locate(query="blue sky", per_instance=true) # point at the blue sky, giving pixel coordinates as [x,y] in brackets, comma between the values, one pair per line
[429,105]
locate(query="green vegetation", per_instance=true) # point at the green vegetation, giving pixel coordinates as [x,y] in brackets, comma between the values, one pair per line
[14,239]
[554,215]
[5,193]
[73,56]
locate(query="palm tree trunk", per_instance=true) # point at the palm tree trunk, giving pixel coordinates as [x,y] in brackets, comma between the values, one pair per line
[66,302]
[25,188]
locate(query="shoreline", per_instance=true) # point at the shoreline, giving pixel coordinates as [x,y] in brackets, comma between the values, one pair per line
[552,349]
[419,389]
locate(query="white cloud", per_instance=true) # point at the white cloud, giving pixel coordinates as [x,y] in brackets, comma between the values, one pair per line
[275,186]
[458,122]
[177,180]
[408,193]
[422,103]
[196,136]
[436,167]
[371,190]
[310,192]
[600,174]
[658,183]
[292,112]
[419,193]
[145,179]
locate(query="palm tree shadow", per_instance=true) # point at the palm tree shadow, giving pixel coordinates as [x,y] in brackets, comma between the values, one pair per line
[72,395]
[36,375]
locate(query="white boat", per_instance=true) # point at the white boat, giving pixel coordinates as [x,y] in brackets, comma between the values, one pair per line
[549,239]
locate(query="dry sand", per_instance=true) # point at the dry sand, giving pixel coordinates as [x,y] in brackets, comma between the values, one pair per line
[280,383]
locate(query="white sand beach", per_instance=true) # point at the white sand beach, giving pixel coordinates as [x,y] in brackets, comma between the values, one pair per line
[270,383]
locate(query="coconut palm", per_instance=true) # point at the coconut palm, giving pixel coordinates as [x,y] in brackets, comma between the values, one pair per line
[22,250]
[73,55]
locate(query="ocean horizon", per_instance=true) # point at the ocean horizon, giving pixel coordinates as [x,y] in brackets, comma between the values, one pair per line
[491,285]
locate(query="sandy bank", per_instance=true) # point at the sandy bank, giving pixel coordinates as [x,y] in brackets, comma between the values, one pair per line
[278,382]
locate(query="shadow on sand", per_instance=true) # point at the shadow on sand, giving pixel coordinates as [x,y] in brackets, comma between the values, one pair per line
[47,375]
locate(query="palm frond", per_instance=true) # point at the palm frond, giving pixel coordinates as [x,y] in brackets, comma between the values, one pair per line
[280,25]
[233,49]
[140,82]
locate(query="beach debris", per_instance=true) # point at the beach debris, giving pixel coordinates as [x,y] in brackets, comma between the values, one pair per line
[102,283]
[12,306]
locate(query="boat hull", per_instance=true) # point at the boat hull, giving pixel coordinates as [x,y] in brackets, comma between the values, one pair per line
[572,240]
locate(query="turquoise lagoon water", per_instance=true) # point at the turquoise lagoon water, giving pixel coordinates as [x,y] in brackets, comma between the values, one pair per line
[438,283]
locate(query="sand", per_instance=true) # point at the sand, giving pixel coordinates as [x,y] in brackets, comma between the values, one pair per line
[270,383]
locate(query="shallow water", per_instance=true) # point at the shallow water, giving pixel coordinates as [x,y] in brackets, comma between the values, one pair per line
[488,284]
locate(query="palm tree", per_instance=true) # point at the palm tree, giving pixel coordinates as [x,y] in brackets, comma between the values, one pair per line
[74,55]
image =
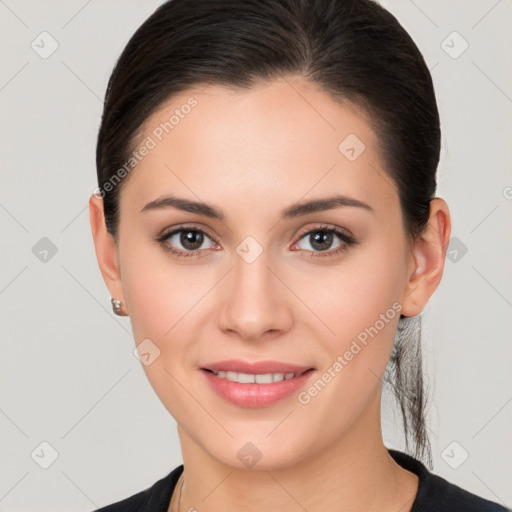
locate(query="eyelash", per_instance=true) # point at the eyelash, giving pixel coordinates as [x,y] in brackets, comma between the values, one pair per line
[347,240]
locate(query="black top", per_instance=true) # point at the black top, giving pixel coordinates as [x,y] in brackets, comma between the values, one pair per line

**PROBLEM TO SOLVE**. Format the lines of the material as a JSON array of strings, starting at the line that contains "palm tree, giving" and ending at the last line of the material, with one string per line and blank lines skipped. Leave the pictures out.

**TASK OUTPUT**.
[
  "locate(query=\"palm tree\", per_instance=true) # point at the palm tree, giving pixel coordinates as [x,y] in brackets, comma between the values, one pair per line",
  "[74,55]",
  "image =",
  "locate(query=\"eyelash\", per_instance=true) # point at the eyelash, giving pixel coordinates as [x,y] in brackets, comma between the values, one pair per line",
  "[347,240]",
  "locate(query=\"black top\", per_instance=true) # point at the black top, giving pixel coordinates as [x,y] in brackets, comma between the values, one pair per line"
]